- YOUR OBJECTIVE -
Copy these lines word for word, starting at the line that contains "Each <instance> block" and ending at the line that contains "positive clicks: (31, 326)".

- INFORMATION GIVEN -
/---
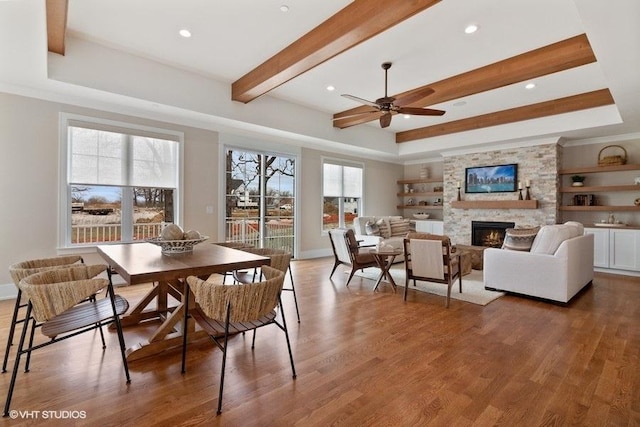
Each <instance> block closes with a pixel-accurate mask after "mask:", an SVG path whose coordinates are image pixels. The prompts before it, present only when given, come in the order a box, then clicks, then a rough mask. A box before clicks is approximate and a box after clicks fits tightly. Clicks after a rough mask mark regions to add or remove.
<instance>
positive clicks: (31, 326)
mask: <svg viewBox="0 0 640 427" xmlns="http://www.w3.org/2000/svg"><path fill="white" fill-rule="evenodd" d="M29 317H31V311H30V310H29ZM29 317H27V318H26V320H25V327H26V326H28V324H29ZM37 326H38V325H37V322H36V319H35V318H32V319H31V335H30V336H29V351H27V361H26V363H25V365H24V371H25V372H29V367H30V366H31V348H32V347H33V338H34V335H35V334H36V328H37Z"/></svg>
\---
/---
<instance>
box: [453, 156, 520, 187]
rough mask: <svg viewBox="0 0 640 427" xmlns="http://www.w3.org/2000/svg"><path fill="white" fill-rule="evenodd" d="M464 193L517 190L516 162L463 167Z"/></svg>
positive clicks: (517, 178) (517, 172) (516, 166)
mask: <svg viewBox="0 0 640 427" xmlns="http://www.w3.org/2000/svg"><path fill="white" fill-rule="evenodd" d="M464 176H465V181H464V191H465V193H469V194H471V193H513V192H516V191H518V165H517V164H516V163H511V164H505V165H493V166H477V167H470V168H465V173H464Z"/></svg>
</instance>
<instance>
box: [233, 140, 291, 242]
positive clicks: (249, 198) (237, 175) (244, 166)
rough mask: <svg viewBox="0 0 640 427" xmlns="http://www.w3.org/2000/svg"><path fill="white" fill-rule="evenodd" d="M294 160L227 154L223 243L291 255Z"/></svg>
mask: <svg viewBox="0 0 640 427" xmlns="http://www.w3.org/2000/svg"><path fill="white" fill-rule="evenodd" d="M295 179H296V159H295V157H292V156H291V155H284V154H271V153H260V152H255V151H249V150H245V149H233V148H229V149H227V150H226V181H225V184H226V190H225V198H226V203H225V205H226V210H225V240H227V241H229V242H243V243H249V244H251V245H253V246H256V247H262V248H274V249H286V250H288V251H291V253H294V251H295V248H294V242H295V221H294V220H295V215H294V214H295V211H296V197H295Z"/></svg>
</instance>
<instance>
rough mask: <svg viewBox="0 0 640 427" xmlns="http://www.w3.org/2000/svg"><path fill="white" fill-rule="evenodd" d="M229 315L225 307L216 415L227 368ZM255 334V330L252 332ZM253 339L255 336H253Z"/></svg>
\---
- RESPONSE TO THE TASK -
Each <instance> block closes with a pixel-accurate mask after "mask:", an SVG path whose coordinates are image pixels. The prompts before it, present only when given, come in the order a box, then clicks, then a rough mask. A box before clicks is approximate and a box after clicks fits tightly. Clicks after a rough mask mark regions to add or remove.
<instance>
positive clicks: (31, 326)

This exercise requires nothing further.